Baton Rouge files lawsuit against opioid drug makers
Baton Rouge Mayor Sharon Weston Broome, claiming opioid manufacturers are responsible for doctors writing prescriptions without monitoring usage or warning patients of the highly addictive nature of opioids, announced East Baton Rouge Parish was suing pharmaceutical companies for their role in the area’s opioid epidemic.
The lawsuit, filed in a Baton Rouge federal court, names five of the largest manufacturers of prescription drugs and their related companies as defendants, accusing them of engaging in misrepresentation, fraud and violating the Racketeer Influenced and Corrupt Organizations and the Louisiana Products Liability acts to dump millions of dollars of prescription opioids into the community.
“The people of Baton Rouge continue to bear the burden of the cost of the epidemic,” Broome says in a news release.
There were between 103 to 131 opioid prescriptions per 100 persons in Baton Rouge from 2006 to 2014, Broome says, citing data from the Centers for Disease Control and Prevention. The EMS administered over 737 doses of naloxone to overdosing individuals last year.
“That is more than one opioid prescription for every man, woman and child,” she says. “The numbers have gone down slightly in the past two years, but are still too high, hovering at over nine opioid prescriptions for every 10 residents of East Baton Rouge Parish in 2015 and 2016. The pharmaceutical industry, not the taxpayer, should pay for the damages caused by this crisis.”

WHAT YOU SHOULD DO: Rewrite the article on the Baton Rouge opioid lawsuit from "The lawsuit, filed" to "a news release.", putting "press statement" in place of "news release". The material below has nothing to do with this article.

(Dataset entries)

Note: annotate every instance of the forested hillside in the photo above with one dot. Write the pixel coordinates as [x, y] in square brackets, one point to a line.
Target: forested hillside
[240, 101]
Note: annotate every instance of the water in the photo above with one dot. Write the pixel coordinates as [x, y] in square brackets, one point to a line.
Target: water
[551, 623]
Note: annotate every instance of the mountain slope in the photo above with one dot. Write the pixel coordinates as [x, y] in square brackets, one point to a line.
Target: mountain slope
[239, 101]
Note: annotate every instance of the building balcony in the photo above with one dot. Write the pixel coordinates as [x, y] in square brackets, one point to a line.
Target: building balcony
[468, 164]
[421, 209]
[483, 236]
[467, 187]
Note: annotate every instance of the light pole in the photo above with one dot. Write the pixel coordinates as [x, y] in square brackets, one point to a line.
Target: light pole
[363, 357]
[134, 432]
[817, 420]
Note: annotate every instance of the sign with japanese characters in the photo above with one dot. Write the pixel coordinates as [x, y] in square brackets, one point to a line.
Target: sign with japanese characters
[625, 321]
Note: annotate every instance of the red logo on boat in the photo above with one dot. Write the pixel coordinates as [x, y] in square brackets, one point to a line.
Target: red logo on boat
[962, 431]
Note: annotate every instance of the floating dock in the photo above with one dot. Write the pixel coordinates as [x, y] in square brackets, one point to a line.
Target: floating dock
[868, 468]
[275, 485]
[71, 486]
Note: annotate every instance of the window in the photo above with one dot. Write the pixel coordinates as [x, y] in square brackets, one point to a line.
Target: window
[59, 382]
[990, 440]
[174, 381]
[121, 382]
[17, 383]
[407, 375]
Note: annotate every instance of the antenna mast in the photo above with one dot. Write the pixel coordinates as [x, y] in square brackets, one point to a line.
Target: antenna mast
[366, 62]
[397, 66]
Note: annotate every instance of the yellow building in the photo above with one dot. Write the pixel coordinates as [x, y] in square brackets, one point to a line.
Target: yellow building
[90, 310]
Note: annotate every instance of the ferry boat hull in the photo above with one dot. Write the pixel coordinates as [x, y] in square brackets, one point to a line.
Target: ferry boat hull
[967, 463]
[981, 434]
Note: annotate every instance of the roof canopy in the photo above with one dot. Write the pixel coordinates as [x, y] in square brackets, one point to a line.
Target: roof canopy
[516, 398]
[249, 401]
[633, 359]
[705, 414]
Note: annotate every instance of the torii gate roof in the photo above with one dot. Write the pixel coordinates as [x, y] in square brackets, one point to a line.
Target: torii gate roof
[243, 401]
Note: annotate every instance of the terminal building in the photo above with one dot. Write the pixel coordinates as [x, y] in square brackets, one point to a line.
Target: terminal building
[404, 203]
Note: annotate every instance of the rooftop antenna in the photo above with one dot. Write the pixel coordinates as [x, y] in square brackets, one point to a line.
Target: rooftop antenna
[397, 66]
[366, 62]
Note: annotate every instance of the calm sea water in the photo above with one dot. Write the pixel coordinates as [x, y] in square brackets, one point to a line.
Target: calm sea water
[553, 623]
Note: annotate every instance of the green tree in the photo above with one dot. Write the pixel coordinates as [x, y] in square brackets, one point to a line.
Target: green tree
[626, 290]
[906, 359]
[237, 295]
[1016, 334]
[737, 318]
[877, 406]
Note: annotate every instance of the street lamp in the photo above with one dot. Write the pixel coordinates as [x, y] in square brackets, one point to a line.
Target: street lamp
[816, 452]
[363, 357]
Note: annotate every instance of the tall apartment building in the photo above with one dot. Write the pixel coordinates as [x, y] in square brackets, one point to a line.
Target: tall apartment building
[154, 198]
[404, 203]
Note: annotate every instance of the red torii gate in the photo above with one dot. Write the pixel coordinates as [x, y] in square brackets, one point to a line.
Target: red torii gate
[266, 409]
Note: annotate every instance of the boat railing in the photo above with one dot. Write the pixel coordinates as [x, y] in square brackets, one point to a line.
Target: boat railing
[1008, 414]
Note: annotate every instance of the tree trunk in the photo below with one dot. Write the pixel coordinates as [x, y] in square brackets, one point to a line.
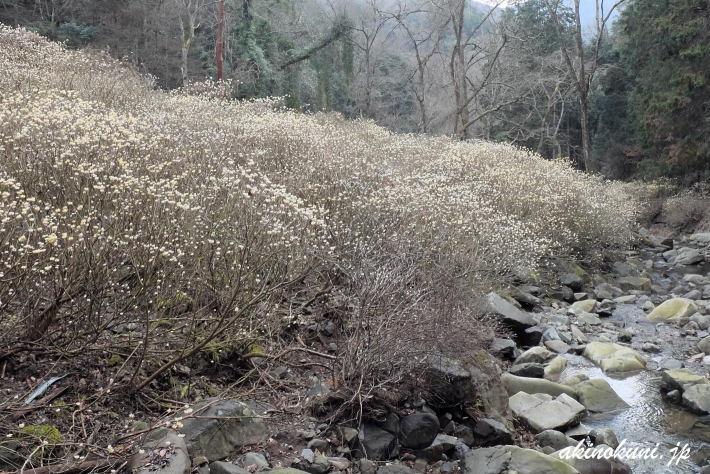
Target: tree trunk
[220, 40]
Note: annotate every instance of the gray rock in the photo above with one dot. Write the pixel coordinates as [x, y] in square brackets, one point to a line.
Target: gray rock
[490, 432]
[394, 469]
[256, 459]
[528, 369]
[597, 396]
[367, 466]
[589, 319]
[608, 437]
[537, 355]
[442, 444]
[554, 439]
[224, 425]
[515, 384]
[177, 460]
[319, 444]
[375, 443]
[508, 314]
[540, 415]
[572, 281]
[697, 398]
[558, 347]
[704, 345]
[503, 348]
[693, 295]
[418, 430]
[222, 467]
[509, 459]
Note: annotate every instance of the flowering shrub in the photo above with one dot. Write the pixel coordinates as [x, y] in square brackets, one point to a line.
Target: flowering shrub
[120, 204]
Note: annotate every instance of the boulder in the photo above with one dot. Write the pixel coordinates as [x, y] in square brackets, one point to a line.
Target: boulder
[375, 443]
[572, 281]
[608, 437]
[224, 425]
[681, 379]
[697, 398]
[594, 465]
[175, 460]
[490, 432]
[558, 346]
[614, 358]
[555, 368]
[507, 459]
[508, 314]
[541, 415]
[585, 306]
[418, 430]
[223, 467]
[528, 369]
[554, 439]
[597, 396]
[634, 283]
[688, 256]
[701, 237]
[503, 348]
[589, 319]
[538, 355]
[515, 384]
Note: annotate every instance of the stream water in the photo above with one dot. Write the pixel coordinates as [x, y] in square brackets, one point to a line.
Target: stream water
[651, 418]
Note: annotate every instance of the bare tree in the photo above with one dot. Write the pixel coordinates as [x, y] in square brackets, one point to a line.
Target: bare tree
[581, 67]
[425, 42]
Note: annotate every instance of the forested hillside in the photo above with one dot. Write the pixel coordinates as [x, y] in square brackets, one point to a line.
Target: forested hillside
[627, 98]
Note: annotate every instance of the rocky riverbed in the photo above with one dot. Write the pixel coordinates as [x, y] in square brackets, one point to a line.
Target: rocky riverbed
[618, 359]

ANSWER BOX:
The lawsuit, filed in a Baton Rouge federal court, names five of the largest manufacturers of prescription drugs and their related companies as defendants, accusing them of engaging in misrepresentation, fraud and violating the Racketeer Influenced and Corrupt Organizations and the Louisiana Products Liability acts to dump millions of dollars of prescription opioids into the community.
“The people of Baton Rouge continue to bear the burden of the cost of the epidemic,” Broome says in a press statement.